**What this task involves:**
Copy every entry precisely.

**Records provided:**

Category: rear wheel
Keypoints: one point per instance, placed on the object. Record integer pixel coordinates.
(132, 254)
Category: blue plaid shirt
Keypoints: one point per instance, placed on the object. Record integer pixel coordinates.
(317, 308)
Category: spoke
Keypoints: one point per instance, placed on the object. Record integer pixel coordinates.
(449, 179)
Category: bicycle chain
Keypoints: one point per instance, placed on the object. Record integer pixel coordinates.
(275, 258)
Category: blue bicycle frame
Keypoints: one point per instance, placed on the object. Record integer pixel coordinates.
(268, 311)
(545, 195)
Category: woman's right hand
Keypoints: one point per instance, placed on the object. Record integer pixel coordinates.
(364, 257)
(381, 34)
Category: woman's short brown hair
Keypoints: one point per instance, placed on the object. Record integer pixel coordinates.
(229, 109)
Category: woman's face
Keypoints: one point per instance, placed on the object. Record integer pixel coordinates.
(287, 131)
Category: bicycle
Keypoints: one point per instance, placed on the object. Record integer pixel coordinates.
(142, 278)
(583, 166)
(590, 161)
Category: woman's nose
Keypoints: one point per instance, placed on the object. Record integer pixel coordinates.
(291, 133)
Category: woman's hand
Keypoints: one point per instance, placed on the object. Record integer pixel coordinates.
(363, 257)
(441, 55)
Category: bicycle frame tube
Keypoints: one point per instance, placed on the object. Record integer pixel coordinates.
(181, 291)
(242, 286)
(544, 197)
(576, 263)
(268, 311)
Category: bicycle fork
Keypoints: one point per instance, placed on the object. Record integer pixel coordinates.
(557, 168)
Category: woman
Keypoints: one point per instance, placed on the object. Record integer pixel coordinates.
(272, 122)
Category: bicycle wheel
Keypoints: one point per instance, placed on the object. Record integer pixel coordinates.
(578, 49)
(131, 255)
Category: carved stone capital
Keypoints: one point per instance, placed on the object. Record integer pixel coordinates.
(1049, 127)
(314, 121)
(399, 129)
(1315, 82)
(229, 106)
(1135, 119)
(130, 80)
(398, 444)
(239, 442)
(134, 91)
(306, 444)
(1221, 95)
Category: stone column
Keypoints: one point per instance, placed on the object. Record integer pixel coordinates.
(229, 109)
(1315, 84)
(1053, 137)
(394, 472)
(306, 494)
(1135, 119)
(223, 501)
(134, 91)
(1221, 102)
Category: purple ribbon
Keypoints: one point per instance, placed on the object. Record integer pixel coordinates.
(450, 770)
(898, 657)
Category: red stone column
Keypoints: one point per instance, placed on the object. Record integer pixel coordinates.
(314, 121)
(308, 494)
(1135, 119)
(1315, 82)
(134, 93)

**Finished exercise:**
Category: rear wheel
Keypoints: one point per instance, placed on the object. Record integer pixel coordinates.
(132, 254)
Category: blue plaid shirt
Keypoints: one point per instance, placed on the object. Record integer pixel coordinates.
(317, 308)
Category: spoke
Keypoints: one point per instance, placed on the object. Record integer pixel coordinates.
(449, 179)
Category: bicycle chain
Keypoints: one point per instance, placed on the object. Record integer pixel coordinates.
(275, 258)
Category: blue bicycle frame
Keypoints: one point per instance, placed on the object. Record integer pixel coordinates.
(268, 311)
(545, 195)
Category: woman's right hand
Keypoints: one point per instance, placed on the object. Record integer pixel coordinates.
(364, 257)
(381, 34)
Category: woman's short brown hair
Keypoints: one point per instance, placed on the object. Record integer pixel coordinates.
(229, 109)
Category: woman's face
Keypoints: one point per instance, placed on the object. Record integer pixel coordinates.
(287, 131)
Category: bicycle
Keypoints: one point per instance, placed on the object. Record integer pixel coordinates.
(142, 278)
(583, 166)
(590, 161)
Category: woman's nose
Keypoints: one point per instance, placed on the object. Record integer pixel coordinates.
(291, 133)
Category: woman's hand
Keypoints: one point per instance, placed on the object. Record integer pixel coordinates.
(363, 257)
(441, 55)
Category: bicycle frame tube
Keypoints: one point per instance, placed on the object. Record integer pixel coordinates.
(181, 291)
(242, 286)
(544, 197)
(576, 263)
(268, 311)
Category: bicycle fork
Keypoints: one point per instance, placed on the object. Record integer pixel coordinates.
(557, 168)
Category: woman
Keypoints: one point per instance, placed on the object. Record integer pixel coordinates.
(272, 122)
Category: bicycle wheel
Keypoints: one point per instance, placed on the object. Record integer pixel coordinates.
(578, 49)
(131, 255)
Category: carved stone capital
Keypoints: one point per instance, placed on the object. Record integer pixel coordinates.
(1049, 127)
(314, 121)
(399, 129)
(1315, 82)
(229, 106)
(1135, 119)
(130, 80)
(398, 444)
(239, 442)
(134, 91)
(306, 444)
(1221, 95)
Category: stone column
Keypoints: one point per instance, placed on the object. Record integer pixel coordinates.
(229, 109)
(1315, 84)
(1053, 137)
(394, 472)
(306, 494)
(1135, 119)
(223, 501)
(134, 91)
(1221, 102)
Category: purple ribbon
Keypoints: one point per instance, placed on the object. Record integer pixel coordinates.
(450, 770)
(898, 657)
Category: red stone column
Keypoints: one point per instance, placed on the object. Record integer pixel coordinates.
(314, 121)
(308, 494)
(1135, 119)
(1315, 82)
(134, 93)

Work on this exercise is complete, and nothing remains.